[[ EXERCISE MATERIALS, beginning ]]

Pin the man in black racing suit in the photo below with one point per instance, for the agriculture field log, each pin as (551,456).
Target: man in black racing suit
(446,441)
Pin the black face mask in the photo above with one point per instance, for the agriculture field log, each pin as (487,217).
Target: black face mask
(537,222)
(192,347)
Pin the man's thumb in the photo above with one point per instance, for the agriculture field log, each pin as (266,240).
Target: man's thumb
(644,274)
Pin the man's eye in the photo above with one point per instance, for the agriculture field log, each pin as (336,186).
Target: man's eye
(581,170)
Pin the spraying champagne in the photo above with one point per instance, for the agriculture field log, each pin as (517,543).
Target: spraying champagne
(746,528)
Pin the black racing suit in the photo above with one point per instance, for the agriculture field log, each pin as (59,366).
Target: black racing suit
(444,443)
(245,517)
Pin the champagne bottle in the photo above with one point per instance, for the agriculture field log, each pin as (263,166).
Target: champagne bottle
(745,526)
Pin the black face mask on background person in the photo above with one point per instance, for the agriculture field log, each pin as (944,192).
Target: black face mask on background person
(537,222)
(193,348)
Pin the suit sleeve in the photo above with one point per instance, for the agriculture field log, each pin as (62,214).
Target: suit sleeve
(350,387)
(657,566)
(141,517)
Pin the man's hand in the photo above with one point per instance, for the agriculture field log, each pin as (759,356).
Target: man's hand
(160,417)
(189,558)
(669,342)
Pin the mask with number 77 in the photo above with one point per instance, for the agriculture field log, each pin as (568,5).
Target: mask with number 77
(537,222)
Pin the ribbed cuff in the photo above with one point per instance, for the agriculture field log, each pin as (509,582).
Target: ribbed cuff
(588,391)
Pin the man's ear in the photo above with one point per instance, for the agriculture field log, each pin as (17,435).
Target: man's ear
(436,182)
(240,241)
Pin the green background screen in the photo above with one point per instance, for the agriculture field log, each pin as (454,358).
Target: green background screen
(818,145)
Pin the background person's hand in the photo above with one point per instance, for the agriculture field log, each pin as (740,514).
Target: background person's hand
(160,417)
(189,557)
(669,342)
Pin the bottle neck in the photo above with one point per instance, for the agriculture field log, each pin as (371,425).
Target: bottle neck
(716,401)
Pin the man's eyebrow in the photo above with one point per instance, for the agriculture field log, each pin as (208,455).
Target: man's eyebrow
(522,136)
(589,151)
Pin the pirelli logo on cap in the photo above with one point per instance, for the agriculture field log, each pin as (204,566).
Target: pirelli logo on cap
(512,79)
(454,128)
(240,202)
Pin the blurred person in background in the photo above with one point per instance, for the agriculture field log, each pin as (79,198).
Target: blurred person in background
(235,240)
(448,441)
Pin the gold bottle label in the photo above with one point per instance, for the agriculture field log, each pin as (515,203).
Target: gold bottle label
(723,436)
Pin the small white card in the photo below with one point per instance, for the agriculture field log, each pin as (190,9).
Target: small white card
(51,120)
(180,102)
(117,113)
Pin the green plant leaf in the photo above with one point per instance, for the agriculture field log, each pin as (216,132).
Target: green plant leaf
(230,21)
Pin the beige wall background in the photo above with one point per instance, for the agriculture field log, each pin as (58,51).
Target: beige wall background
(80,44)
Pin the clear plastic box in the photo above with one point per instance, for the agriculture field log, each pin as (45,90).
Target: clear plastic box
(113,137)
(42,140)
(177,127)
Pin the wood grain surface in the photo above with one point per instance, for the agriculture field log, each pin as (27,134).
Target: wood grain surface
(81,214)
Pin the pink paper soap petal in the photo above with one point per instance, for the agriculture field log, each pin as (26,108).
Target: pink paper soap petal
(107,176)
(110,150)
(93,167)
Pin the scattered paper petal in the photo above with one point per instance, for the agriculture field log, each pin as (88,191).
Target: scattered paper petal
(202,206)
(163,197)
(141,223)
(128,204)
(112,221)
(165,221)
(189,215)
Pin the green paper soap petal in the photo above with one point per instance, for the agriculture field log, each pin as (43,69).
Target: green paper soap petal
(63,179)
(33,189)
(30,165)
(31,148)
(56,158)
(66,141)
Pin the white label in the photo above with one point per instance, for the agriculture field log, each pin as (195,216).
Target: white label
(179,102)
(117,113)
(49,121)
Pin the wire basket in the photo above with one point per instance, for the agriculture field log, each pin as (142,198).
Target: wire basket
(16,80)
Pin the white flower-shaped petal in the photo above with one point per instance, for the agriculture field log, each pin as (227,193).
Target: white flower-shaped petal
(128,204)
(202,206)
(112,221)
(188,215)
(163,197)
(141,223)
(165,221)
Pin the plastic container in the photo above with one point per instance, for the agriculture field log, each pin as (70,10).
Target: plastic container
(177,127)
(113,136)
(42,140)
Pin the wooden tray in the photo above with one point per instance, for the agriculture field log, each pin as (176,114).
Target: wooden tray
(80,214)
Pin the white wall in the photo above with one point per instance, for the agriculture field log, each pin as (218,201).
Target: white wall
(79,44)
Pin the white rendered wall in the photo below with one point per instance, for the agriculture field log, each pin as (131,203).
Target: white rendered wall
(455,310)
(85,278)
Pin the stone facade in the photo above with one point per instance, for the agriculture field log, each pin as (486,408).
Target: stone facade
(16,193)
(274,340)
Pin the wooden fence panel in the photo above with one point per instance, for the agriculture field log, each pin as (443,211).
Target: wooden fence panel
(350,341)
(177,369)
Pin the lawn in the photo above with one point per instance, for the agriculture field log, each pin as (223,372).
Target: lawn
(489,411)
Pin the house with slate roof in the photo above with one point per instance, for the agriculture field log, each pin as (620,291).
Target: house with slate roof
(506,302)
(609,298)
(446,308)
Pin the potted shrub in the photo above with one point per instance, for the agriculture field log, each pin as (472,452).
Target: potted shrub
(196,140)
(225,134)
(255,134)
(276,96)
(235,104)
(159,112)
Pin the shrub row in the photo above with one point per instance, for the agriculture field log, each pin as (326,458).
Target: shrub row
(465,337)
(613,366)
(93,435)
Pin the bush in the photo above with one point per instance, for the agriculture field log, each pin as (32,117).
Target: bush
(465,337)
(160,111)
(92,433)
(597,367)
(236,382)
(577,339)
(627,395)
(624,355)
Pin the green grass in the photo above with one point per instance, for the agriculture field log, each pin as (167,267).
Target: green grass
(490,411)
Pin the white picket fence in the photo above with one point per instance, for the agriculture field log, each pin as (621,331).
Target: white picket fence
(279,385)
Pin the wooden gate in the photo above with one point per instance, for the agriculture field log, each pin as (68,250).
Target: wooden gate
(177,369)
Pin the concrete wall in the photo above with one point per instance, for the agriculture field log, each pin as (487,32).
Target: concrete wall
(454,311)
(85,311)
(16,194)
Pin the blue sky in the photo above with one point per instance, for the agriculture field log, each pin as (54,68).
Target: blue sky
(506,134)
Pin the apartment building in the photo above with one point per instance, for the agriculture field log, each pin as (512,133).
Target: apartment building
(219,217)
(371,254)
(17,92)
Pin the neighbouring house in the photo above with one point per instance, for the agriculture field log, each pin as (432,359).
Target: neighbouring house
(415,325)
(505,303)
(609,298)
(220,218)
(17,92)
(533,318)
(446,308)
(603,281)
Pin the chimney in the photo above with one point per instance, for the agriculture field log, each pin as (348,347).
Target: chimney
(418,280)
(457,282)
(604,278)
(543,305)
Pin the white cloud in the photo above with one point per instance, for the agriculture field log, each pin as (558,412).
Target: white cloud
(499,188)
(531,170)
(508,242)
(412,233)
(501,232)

[[ EXERCISE MATERIALS, end ]]

### YOUR OBJECTIVE
Repeat each line of the data exactly, missing none.

### EXERCISE SOLUTION
Pin the man in black racing suit in the photo below with one point per instance, for the agriculture field log, each pin as (551,456).
Target: man in black racing suit
(446,441)
Pin the black face mask in the photo above with one point per instance, for the agriculture field log, each pin as (487,217).
Target: black face mask
(537,222)
(192,347)
Pin the man's thumb in the photo above with one point per instance, for the agriculture field log, each pin as (266,240).
Target: man's thumb
(644,274)
Pin the man's eye in the photo above with one point per instance, for the agriculture field log, each pin as (336,186).
Target: man's eye
(581,170)
Pin the spraying champagne in the photo above with one point per instance, for the agriculture field log, each pin as (517,543).
Target: spraying champagne
(746,528)
Pin the black racing suit in the photo above with one point per instance, for the agriculture field log, each pin as (59,366).
Target: black racing suit
(444,443)
(245,517)
Pin the champagne bottle in the photo above with one point per instance, for the agriculture field log, each pin as (263,166).
Target: champagne bottle
(745,526)
Pin the black face mask on background person in the photo above with one point per instance, for the agriculture field log, each pin as (944,192).
Target: black face mask on background person
(537,222)
(193,348)
Pin the suit sleeve in the photo above with one point per instance, for the agriculture field log, each pin as (62,214).
Target: suit sleeve
(350,387)
(657,566)
(141,517)
Pin the man's hand in the photo above with one point per instance, for the agriculture field log, each pin as (759,356).
Target: man's hand
(160,417)
(189,558)
(669,342)
Pin the mask with number 77 in the photo above with one point per instance, for the agriculture field log, each pin as (568,5).
Target: mask with number 77
(537,222)
Pin the ribbed cuff in the photo above with one point per instance, for the agriculture field log, each pin as (509,582).
Target: ribbed cuff
(588,391)
Pin the man's ear in the photo above with one point per instance, for the agriculture field log, each pin as (17,435).
Target: man's ear
(436,182)
(240,241)
Pin the green background screen in the photo above with one point per instance, for the agriculture field log, each pin as (454,358).
Target: green background screen
(818,145)
Pin the background person's hand in the photo above with one point per instance, for the agriculture field log, each pin as (740,514).
Target: background person's hand
(160,417)
(189,557)
(669,342)
Pin the bottle neck in the photo above with one point per instance, for the agriculture field log, each pin as (371,425).
Target: bottle neck
(716,401)
Pin the man's eyebrow in the photo above with one point per instance, for the agriculture field log, each pin as (208,455).
Target: man's eyebrow
(522,136)
(589,151)
Pin the pirelli logo on cap in the photo above with one point per instance, for the agriculture field log, each pin as (204,566).
Target: pirelli logo on cap
(512,79)
(454,128)
(240,202)
Pin the blurred person in background in the photo above with one point per instance, for the agriculture field log, each pin as (79,198).
Target: blurred person in background
(235,240)
(448,441)
Pin the gold bottle label in the photo above with one point per instance, for the agriculture field log, each pin as (515,203).
Target: gold bottle label
(723,436)
Pin the small white card in the photo below with one point per instance, for the agriculture field log, each pin as (190,9).
Target: small white card
(51,120)
(180,102)
(117,113)
Pin the green plant leaf in the photo above with one point per instance, for the agriculture field log, each pin as (216,132).
Target: green plant leaf
(230,21)
Pin the beige wall background in the photo above with one point per instance, for the agriculture field log, each pin as (58,51).
Target: beige wall background
(80,44)
Pin the clear plastic box in the photo above with one point per instance, for the agriculture field log, each pin as (45,90).
Target: clear plastic box
(113,137)
(42,140)
(177,127)
Pin the wood grain surface in the photo above with one point per instance, for the agriculture field log, each pin as (27,134).
Target: wood grain surface
(81,214)
Pin the pink paper soap petal in the photo above with one point per instance, for the agriculture field log, each pin as (26,108).
Target: pink paper soap petal
(107,176)
(110,150)
(93,167)
Pin the scattered paper petal in the photo above with one point per instance, for the agriculture field log, each pin as (88,191).
Target: scattered paper petal
(202,206)
(163,197)
(141,223)
(128,204)
(112,221)
(165,221)
(189,215)
Pin the green paper soap petal in the photo above with one point per instance, for the agriculture field log, each pin as (43,69).
Target: green paper soap petal
(63,179)
(33,189)
(30,165)
(31,148)
(56,158)
(66,141)
Pin the white label in the photo above with one point per instance, for the agriculture field log, each pin as (195,216).
Target: white label
(179,102)
(117,113)
(49,121)
Pin the wire basket in the photo above with one point per instance, for the agriculture field log, each pin as (142,198).
Target: wire basket
(16,80)
Pin the white flower-shaped petal in the photo above with one point per instance, for the agriculture field log, each pin as (227,193).
Target: white flower-shaped petal
(128,204)
(202,206)
(112,221)
(188,215)
(163,197)
(141,223)
(165,221)
Pin the plastic container in the photo above with one point per instance, for the agriculture field log, each pin as (70,10).
Target: plastic container
(177,127)
(113,136)
(42,140)
Pin the wooden tray in the photo above with one point per instance, for the agriculture field log, each pin as (176,114).
Target: wooden tray
(80,214)
Pin the white wall in the photo above with one point per instance, for the agriculture field log, each pin as (218,201).
Target: white wall
(79,44)
Pin the white rendered wall in the photo below with one point per instance, for the agriculture field log, each pin as (131,203).
Target: white rendered wall
(455,310)
(85,278)
Pin the stone facade in the photo above with one point per instance, for the agriculture field log, each pin as (486,408).
Target: stone facade
(16,193)
(274,340)
Pin the wooden fence panel in the photo above with one point per instance, for the agriculture field log, each pin as (443,211).
Target: wooden fence panel
(350,341)
(177,369)
Pin the lawn in the photo above with one point per instance, for the agriculture field log, each pin as (223,372).
Target: lawn
(489,411)
Pin the house with slate roof in the photo above with one point per instance, for the agriculture field log, each pin as (620,291).
Target: house with slate roof
(506,302)
(609,298)
(446,308)
Pin the potted shrub in the photo above with one point per instance, for the agriculture field log, each pin as (472,452).
Target: potted shrub
(196,140)
(225,134)
(255,134)
(276,96)
(235,104)
(159,112)
Pin the shrub row in the photo above with one point per instance, for the agriculture field log, each pin as (326,458).
Target: shrub row
(465,337)
(613,366)
(93,435)
Pin the bush in the photo above with one point per instance, for the agriculture field log, each pin as (32,117).
Target: bush
(465,337)
(160,111)
(92,433)
(597,367)
(236,382)
(577,339)
(627,395)
(624,355)
Pin the green grass in the photo above with one point per instance, for the agriculture field log, each pin as (167,267).
Target: green grass
(490,411)
Pin the white picket fence in the photo above with one point per instance, for the agriculture field log, each pin as (621,331).
Target: white picket fence
(279,385)
Pin the wooden gate in the photo above with one point per instance, for the agriculture field log, each pin as (68,250).
Target: wooden gate
(177,369)
Pin the concrete wall in the photo above with one point per instance, for the agriculture field log, each pin as (487,32).
Target: concrete wall
(454,311)
(85,311)
(16,194)
Pin the blue sky in the photo above with one point per instance, for the agriculture field log, each pin as (54,68).
Target: blue sky
(506,134)
Pin the apartment building in the photo above with one point per instance, for the agriculture field log, each pin as (512,133).
Target: apartment building
(219,217)
(371,254)
(17,92)
Pin the neighbouring house in the photo above with one point per instance, for the agriculture field log, each pin as (432,359).
Target: neighbouring house
(415,325)
(505,303)
(609,298)
(220,218)
(17,92)
(533,318)
(446,308)
(603,281)
Pin the chimney in the photo above with one point per instance, for the agriculture field log, each pin as (348,347).
Target: chimney
(418,280)
(457,282)
(604,278)
(543,305)
Pin the white cloud in the photo above with one point per instance, for the agriculture field log, each pin as (558,412).
Target: white cloud
(499,188)
(531,170)
(508,242)
(412,233)
(501,232)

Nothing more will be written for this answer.